▶ _Text to read_
◆ ◆ ◆ ◆ ◆
June 19, 2025
June 19, 2025

9 Years of The Gradient – Growth, Guts, and Getting Real

by
Alyona Oliynyk
,
Marketing Manager

Let’s start with the basics. Why are we having this conversation?

Olena Zanichkovska (co-founder of The Gradient): Well, this is not just about numbers or anniversary cakes. It’s about remembering what we’ve done, what we’ve been through, and what we've built over the last nine years. Not just work, but meaning. And maybe also to give people a little glimpse of what makes Gradient, well, The Gradient. Because most of the time, clients only really find out how good we are once we start working together. It’s time we talked about it.

Take us back to the beginning. What was the biggest challenge?

Denys Skrypnyk (founding partner & CEO): Finding work. That was it. We had this ambitious strategy to earn a million in our first year. No clients, no traction—just a wild strategy spreadsheet, coffee, and some blind faith. The hunger was real, though. We just needed something—anything—that could get the machine running. Our first six months were chaos.  

Oleg Gasioshyn (founding partner & design director): And the second challenge, which, looking back, was just as big, was understanding who we were. We were all over the place. The first version of our site was trying to be everything—a full-stack digital agency. We said yes to everything — branding for a gate factory, marketing for a coffee shop, you name it. And somehow, that confusion was the path. It helped us realise what we didn't want to do. And eventually, what we did.

How did the focus shift toward digital product design?

Denys: It wasn’t a grand decision. It was more like: we had no technical co-founder, no one to lead dev. So we naturally leaned into what we knew and loved: design. The big shift came with our first real startup client, Jaja Finance. They were early-stage, had an idea for a mobile bank, and Oleg made a pitch video that helped them secure investment. From there, we started designing their app. That project showed us what we were good at and, more importantly, what gave us energy. We realised: we want to build digital products from scratch. Not marketing campaigns. Not brochures. Real, usable, scalable digital products.

So, what were some of the defining achievements over these nine years?
◆ ◆ ◆ ◆ ◆
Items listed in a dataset
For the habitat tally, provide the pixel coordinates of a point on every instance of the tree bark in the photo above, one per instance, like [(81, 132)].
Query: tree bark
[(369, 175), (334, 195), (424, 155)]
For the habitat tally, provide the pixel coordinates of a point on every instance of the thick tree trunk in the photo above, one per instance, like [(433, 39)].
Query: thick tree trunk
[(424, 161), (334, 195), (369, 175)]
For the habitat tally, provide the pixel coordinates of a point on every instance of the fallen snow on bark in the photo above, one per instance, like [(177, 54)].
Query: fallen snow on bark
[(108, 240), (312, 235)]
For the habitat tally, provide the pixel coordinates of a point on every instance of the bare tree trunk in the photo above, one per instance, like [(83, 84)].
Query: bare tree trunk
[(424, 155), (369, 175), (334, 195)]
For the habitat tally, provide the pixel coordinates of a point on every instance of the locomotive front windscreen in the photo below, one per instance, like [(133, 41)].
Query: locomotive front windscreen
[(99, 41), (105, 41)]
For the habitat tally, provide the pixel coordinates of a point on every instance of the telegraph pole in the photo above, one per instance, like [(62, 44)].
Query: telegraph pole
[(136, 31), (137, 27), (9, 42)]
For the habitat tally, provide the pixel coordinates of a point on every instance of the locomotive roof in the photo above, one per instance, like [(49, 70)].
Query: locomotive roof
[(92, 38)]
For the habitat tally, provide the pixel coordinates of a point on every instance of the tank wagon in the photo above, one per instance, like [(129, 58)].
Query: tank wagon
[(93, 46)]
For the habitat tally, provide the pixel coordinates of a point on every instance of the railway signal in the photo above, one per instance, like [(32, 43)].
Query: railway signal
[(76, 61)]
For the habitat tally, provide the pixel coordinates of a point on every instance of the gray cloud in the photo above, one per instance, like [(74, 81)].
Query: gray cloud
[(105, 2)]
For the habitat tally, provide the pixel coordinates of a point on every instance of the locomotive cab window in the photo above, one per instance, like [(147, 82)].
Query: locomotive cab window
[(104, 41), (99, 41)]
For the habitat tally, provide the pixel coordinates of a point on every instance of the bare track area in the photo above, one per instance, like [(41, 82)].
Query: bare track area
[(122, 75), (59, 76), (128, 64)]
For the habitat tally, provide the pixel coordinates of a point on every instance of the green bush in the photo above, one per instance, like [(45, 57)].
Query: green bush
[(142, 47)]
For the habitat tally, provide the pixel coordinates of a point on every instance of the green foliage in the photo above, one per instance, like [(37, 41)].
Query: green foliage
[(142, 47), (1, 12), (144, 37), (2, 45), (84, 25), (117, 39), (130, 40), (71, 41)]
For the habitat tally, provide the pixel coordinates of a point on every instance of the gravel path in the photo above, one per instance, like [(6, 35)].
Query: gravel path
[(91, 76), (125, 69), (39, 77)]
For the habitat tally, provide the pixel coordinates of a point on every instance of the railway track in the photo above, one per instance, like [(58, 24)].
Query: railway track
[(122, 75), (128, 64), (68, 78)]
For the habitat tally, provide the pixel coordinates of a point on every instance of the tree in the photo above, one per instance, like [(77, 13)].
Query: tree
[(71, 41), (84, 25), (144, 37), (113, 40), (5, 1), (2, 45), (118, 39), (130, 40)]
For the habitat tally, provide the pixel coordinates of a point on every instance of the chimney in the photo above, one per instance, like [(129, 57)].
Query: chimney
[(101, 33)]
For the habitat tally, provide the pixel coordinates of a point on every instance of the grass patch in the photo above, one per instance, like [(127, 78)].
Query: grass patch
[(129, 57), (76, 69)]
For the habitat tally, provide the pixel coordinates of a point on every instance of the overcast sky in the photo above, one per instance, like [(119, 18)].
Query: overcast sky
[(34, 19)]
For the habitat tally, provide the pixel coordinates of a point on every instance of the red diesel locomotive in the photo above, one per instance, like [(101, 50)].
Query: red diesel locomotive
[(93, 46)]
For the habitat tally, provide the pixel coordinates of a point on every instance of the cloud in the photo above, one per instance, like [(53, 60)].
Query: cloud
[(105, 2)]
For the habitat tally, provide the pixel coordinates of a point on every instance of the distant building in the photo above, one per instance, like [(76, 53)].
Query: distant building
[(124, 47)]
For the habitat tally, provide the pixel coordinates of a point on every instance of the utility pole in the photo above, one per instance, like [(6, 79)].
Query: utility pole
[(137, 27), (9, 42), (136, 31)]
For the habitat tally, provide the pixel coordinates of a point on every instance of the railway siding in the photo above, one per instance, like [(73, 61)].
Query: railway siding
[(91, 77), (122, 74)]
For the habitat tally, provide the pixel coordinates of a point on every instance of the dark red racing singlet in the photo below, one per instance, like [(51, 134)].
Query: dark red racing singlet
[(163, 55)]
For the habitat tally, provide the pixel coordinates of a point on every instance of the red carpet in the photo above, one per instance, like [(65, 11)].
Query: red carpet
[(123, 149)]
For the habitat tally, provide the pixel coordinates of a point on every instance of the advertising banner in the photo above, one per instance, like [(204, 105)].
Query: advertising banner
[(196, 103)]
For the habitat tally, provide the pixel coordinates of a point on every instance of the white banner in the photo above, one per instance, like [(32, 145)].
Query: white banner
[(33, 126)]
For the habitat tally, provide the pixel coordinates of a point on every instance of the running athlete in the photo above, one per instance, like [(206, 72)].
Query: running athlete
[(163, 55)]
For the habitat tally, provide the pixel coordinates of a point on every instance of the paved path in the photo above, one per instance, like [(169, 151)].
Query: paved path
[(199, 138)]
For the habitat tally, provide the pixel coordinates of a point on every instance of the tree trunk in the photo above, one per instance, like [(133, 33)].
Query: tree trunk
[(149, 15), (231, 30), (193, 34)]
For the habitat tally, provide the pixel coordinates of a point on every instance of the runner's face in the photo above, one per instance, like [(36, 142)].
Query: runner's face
◆ ◆ ◆ ◆ ◆
▶ _Parts of the exercise_
1. Answer these from the interview on The Gradient's nine years:
(a) What is Denys Skrypnyk's title?
(b) Which company was the first real startup client?
(c) How much did the founders aim to earn in their first year?
2. Switch "mobile bank" to "digital bank" in the interview on The Gradient's nine years, then write out the stretch from "How did the" through "scalable digital products.".
3. Proceed with the interview on The Gradient's nine years from the point where it stops.

▶ _Responses to the tasks_
1.
(a) Founding partner & CEO
(b) Jaja Finance
(c) A million

2.
How did the focus shift toward digital product design?

Denys: It wasn’t a grand decision. It was more like: we had no technical co-founder, no one to lead dev. So we naturally leaned into what we knew and loved: design. The big shift came with our first real startup client, Jaja Finance. They were early-stage, had an idea for a digital bank, and Oleg made a pitch video that helped them secure investment. From there, we started designing their app. That project showed us what we were good at and, more importantly, what gave us energy. We realised: we want to build digital products from scratch. Not marketing campaigns. Not brochures. Real, usable, scalable digital products.

3.
Denys: Honestly, over a hundred projects, give or take. But the number isn't the point. It's what those projects meant. The people we met. The problems we solved. The pivots. There was this one project where our design ended up in a white-label banking product for the UK, which was implemented in the Post Office. That’s a wild sentence, right? But it happened. 

Let’s start from the far. There was Robinhood, an American financial services company, not a company yet at that time, but projects that followed in the wake of its influence. Trading apps with clean interfaces, investment platforms that needed a serious UX overhaul. After Robinhood’s boom, we saw a wave of clients trying to modernise — and we were there for it.

There was also a stretch where we worked with clients building investment tools — stock trading platforms that followed the Robinhood trend. One project in particular was trying to bring a clean, accessible UI to European markets, similar to what Robinhood did in the US. That one stuck with us because it showed how much trust users place in the visual layer of something as serious as a trading app.

Olena: We also worked with Moovel, a Daimler-owned mobility app project. It was a market research assignment for Ukraine, but it gave us a rare opportunity to go deep on transport ecosystems. We also did positioning and design for a host of smaller but mighty projects, including gate manufacturers and coffee shop brands. Those early odd jobs helped pay the bills, sure, but more than that, they helped us calibrate.

Jaja sounds like a big moment. What happened next?

Denys: We worked with them for years. They were tiny when we started. Then they grew. We went through a few redesigns, helped with their white-label product.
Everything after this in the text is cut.